### TASK TO CARRY OUT
Continue the news excerpt on the CBO director's remarks about tariffs, starting right after its last sentence.

### TEXT SHOWN
::::::::
Congressional Budget Office director Phillip Swagel said Monday that President Donald Trump’s tariffs appear to have pushed inflation up higher than CBO analysts had initially expected.

His views differ from those of Wall Street analysts, many of whom have been bracing for tariff-driven price hikes, but have yet to see them in materialize.

Speaking on CNBC’s “Squawk Box,” Swagel said the CBO analysis shows the economy has weakened since January, which he would expect to exert downward pressure on inflation.

Swagel also shared his office’s long-term view of the impact of Trump’s tariffs: The CBO expects the levies to reduce the U.S. budget deficit by $4 trillion over the next decade by pouring money into the federal coffers.

“So $3.3 trillion of revenue and then $700 billion of averted debt costs,” he said. “That would be a big reversal in terms of the deficit.”
::::::::
### SOURCE MATERIAL
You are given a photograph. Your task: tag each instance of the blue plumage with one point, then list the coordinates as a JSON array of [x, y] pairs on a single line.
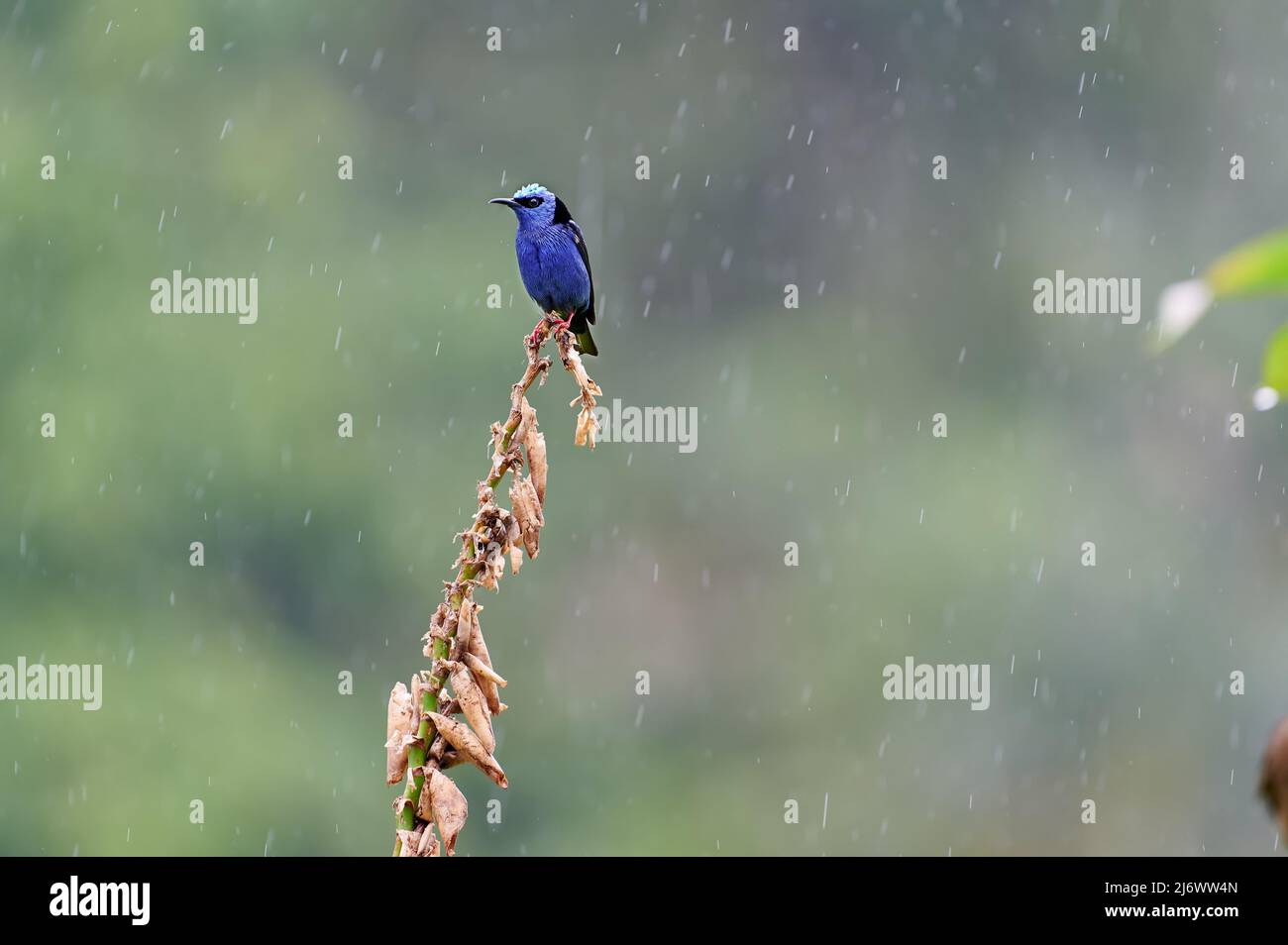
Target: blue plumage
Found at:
[[553, 261]]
::::::::
### RESPONSE TO THE TASK
Trump’s tariffs face an uncertain future. The Supreme Court is set to hear oral arguments in early November, after the Trump administration appealed lower court rulings that found the president had exceeded his authority.

Swagel said that the outcome of the Supreme Court tariff case is “one of the key uncertainties in the economy.”

But that uncertainty is likely to fade over time, according to the CBO’s latest report.

“The effects of policy uncertainty dissipate over time and disappear by the end of 2027, returning investment to what it would have been without the uncertainty in trade policy,” the September CBO analysis said.